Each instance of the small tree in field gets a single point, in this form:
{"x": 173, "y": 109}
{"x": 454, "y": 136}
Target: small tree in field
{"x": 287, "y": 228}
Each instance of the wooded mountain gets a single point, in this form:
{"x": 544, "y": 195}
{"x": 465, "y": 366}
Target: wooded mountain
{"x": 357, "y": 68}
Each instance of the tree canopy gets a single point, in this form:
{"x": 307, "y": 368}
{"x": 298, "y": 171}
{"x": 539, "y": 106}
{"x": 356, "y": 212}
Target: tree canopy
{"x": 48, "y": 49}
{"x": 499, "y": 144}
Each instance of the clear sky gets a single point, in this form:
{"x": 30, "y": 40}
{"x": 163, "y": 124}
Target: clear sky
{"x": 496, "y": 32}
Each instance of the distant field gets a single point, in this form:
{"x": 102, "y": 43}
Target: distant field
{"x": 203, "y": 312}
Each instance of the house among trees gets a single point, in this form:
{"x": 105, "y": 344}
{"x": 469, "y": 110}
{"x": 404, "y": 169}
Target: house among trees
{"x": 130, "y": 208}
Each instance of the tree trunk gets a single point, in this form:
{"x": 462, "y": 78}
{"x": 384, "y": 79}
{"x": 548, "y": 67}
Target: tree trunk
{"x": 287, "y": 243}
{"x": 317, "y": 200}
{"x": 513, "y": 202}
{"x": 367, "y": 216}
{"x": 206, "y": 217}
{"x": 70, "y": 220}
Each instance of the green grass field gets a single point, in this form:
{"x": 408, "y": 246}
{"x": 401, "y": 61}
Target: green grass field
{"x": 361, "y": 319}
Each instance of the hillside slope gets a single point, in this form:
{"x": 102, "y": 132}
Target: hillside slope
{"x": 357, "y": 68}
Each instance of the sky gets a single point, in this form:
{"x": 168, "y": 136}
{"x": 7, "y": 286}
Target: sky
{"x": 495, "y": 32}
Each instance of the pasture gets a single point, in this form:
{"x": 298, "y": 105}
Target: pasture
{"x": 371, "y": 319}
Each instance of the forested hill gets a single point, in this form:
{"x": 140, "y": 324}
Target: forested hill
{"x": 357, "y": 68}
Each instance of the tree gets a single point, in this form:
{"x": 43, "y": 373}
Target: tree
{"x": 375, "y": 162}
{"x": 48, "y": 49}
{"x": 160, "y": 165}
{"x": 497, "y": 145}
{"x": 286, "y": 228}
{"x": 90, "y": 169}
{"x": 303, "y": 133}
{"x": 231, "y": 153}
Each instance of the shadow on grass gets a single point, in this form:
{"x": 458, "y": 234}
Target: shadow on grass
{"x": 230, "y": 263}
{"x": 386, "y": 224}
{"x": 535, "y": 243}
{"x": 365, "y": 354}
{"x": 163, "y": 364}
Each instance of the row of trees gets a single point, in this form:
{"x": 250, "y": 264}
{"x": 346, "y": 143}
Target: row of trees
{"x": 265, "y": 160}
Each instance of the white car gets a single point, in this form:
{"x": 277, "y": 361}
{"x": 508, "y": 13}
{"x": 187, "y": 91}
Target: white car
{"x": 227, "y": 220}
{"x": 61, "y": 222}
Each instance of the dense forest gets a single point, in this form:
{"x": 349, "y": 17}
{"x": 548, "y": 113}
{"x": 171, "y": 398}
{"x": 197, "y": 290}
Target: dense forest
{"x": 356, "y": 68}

> _Set exercise_:
Quote every entry exactly.

> _Result for this exercise_:
Each instance of the small tree in field gets a single point, in this form:
{"x": 173, "y": 109}
{"x": 454, "y": 136}
Target: small tree in field
{"x": 287, "y": 228}
Each instance of the wooded mountain gets a single point, in this form:
{"x": 544, "y": 195}
{"x": 465, "y": 366}
Target: wooded mountain
{"x": 357, "y": 68}
Each instance of the tree canopy gets a single point, in this form:
{"x": 307, "y": 368}
{"x": 298, "y": 171}
{"x": 539, "y": 106}
{"x": 356, "y": 212}
Target: tree canopy
{"x": 48, "y": 49}
{"x": 499, "y": 144}
Each instance of the clear sky gets a single point, in this form:
{"x": 30, "y": 40}
{"x": 163, "y": 124}
Target: clear sky
{"x": 496, "y": 32}
Each instance of the distant field gets a single point, in this form:
{"x": 102, "y": 43}
Target: distant field
{"x": 203, "y": 312}
Each instance of the house among trees gets a single point, in this form:
{"x": 105, "y": 344}
{"x": 469, "y": 110}
{"x": 404, "y": 169}
Target: house among trees
{"x": 130, "y": 208}
Each instance of the tree trunk gets a single point, in this form:
{"x": 462, "y": 78}
{"x": 384, "y": 79}
{"x": 548, "y": 67}
Target: tree trunk
{"x": 287, "y": 243}
{"x": 317, "y": 200}
{"x": 513, "y": 202}
{"x": 367, "y": 216}
{"x": 206, "y": 217}
{"x": 70, "y": 220}
Each instance of the green grass field gets a single point, in this form:
{"x": 408, "y": 246}
{"x": 401, "y": 61}
Target: green grass field
{"x": 361, "y": 319}
Each instance of the hillside slope gets a single point, in this form:
{"x": 102, "y": 132}
Target: hillside slope
{"x": 357, "y": 68}
Each instance of the sky gets a single point, in this form:
{"x": 168, "y": 136}
{"x": 7, "y": 286}
Target: sky
{"x": 495, "y": 32}
Each instance of the pasture gets a single point, in this form:
{"x": 298, "y": 105}
Target: pasture
{"x": 371, "y": 319}
Each instance of the forested hill gets a single point, in this form:
{"x": 140, "y": 324}
Target: forested hill
{"x": 357, "y": 68}
Each instance of the tree gets a single point, in this form:
{"x": 43, "y": 373}
Target: tree
{"x": 375, "y": 162}
{"x": 48, "y": 49}
{"x": 160, "y": 165}
{"x": 497, "y": 145}
{"x": 286, "y": 228}
{"x": 90, "y": 169}
{"x": 303, "y": 133}
{"x": 231, "y": 153}
Each instance of the shadow on grass gets a single point, in this form:
{"x": 458, "y": 234}
Target: shadow on grass
{"x": 230, "y": 263}
{"x": 386, "y": 224}
{"x": 535, "y": 243}
{"x": 365, "y": 354}
{"x": 163, "y": 364}
Each instance of the row of trees gets a single point, in this form:
{"x": 250, "y": 264}
{"x": 346, "y": 143}
Target: row of trees
{"x": 265, "y": 160}
Each instance of the white car gets a single point, in this form:
{"x": 277, "y": 361}
{"x": 508, "y": 13}
{"x": 187, "y": 91}
Target: white car
{"x": 227, "y": 220}
{"x": 61, "y": 222}
Each instance of the dense forest gets a single point, in this form:
{"x": 349, "y": 17}
{"x": 548, "y": 113}
{"x": 171, "y": 398}
{"x": 197, "y": 290}
Target: dense forest
{"x": 356, "y": 68}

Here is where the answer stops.